Your objective:
Answer these questions from the workers' compensation post below.
1. What odds does the writer finally settle on?
2. What does the writer suggest asking to see to check whether workers are payroll employees?
3. How much does the writer contribute for every $100.00 of payroll?

Reading passage:
####
I would be willing to bet you with over 100 to 1 odds that one of 2 things exist with their Workmans Compensation policy!!! *No, make that 1,000 to 1 odds! *I have never been wrong on this suspicion before. You know what? Even when it has been pointed out to homeowners that a "Carpentry" policy for Workers Compensation does not cover "Roofing" work, if that is their primary function of the contract, most Home Owners are still too ignorant to give a dang.

First, they declare themselves as independant workers versus payroll employees and are not officially "Covered" under the Worker Compensation Policy. (Ask to see an actual paycheck with withholding taxes.)

Second, they are calling themselve a "Remodeling" company or some other type of SIC, (Standard Industrial Code), for the purposes of obtaining a workers compensation policy with substantially lower rates. My policy cost 39 points, which is the same as saying, for every $ 100.00 of payroll, I contribute $ 39.00. i.e. $ 100,00.00 payroll for the year = $ 39,000.00 to workers compensation insurance company. (Contact the insurance company for verification that the work they are performing is covered under the policy.)
####
Dataset entries:

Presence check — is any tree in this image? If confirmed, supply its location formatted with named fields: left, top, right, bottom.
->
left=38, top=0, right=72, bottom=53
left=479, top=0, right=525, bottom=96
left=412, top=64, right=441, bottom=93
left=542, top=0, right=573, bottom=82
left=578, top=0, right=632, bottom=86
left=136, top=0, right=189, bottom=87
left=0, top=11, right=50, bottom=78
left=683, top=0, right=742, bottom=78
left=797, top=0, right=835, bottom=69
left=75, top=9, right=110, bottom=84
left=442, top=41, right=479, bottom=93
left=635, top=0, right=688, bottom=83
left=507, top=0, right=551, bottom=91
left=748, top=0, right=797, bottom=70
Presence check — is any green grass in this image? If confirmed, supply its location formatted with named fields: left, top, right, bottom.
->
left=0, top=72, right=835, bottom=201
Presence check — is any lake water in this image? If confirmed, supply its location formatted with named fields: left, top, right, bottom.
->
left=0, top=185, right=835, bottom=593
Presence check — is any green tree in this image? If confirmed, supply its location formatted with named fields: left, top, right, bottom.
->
####
Result of this task:
1. 1,000 to 1 odds.
2. An actual paycheck with withholding taxes.
3. $39.00.